* [Entries taken from a collection]:
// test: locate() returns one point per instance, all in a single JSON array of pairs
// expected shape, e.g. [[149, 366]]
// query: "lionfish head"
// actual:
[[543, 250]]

* [Task to complete]: Rewrite the data above, replacing "instance" with "match" and leaving everything else as it is.

* [Result for this task]:
// test: locate() returns one point per match, all in a single JSON array of pairs
// expected shape, e.g. [[149, 366]]
// query: "lionfish head"
// actual:
[[543, 250]]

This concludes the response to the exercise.